AIM: Copy out every line of the records below word for word, omitting the pictures.

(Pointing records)
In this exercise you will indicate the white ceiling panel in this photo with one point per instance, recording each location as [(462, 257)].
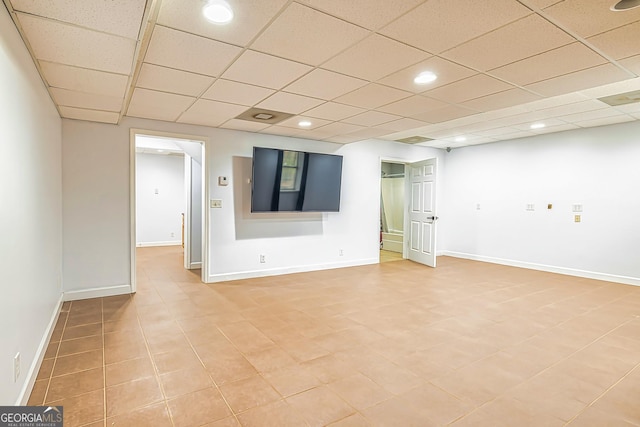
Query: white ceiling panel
[(89, 115), (265, 70), (237, 93), (210, 113), (183, 51), (588, 18), (306, 35), (84, 80), (499, 100), (469, 88), (119, 17), (371, 14), (289, 103), (150, 104), (439, 25), (446, 71), (325, 84), (372, 96), (601, 75), (57, 42), (371, 118), (549, 65), (614, 42), (90, 101), (526, 37), (375, 57), (245, 125), (444, 114), (165, 79), (250, 17), (404, 124), (414, 105), (334, 111)]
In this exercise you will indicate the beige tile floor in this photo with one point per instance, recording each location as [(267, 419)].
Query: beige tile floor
[(394, 344)]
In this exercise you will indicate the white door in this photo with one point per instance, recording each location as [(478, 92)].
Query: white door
[(422, 212)]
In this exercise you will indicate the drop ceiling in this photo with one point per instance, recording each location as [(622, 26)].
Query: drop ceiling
[(345, 66)]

COMPLETED TASK:
In this exercise you will indicate the white ceiling panel in this photo with one point per instance, recording each location as [(462, 257)].
Query: white ceiling panel
[(89, 115), (265, 70), (237, 93), (210, 113), (183, 51), (588, 18), (306, 35), (84, 80), (499, 100), (469, 88), (119, 17), (371, 14), (289, 103), (150, 104), (439, 25), (446, 71), (325, 84), (372, 96), (601, 75), (57, 42), (371, 118), (549, 65), (614, 42), (90, 101), (526, 37), (375, 57), (245, 125), (444, 114), (165, 79), (250, 17), (404, 124), (414, 105), (334, 111)]
In this exercise you will indicate the beige tile floor in this photo with one point per instance, recording each location as [(267, 419)].
Query: beige tile floor
[(394, 344)]
In this exercise you will indicate the white door in this photo with one point per instance, recording each location as [(478, 92)].
Query: white door
[(422, 212)]
In this exercise you will indicate the drop ceiling in this photo with one point per instance, recording each location as [(622, 26)].
Query: drop ceiling
[(345, 66)]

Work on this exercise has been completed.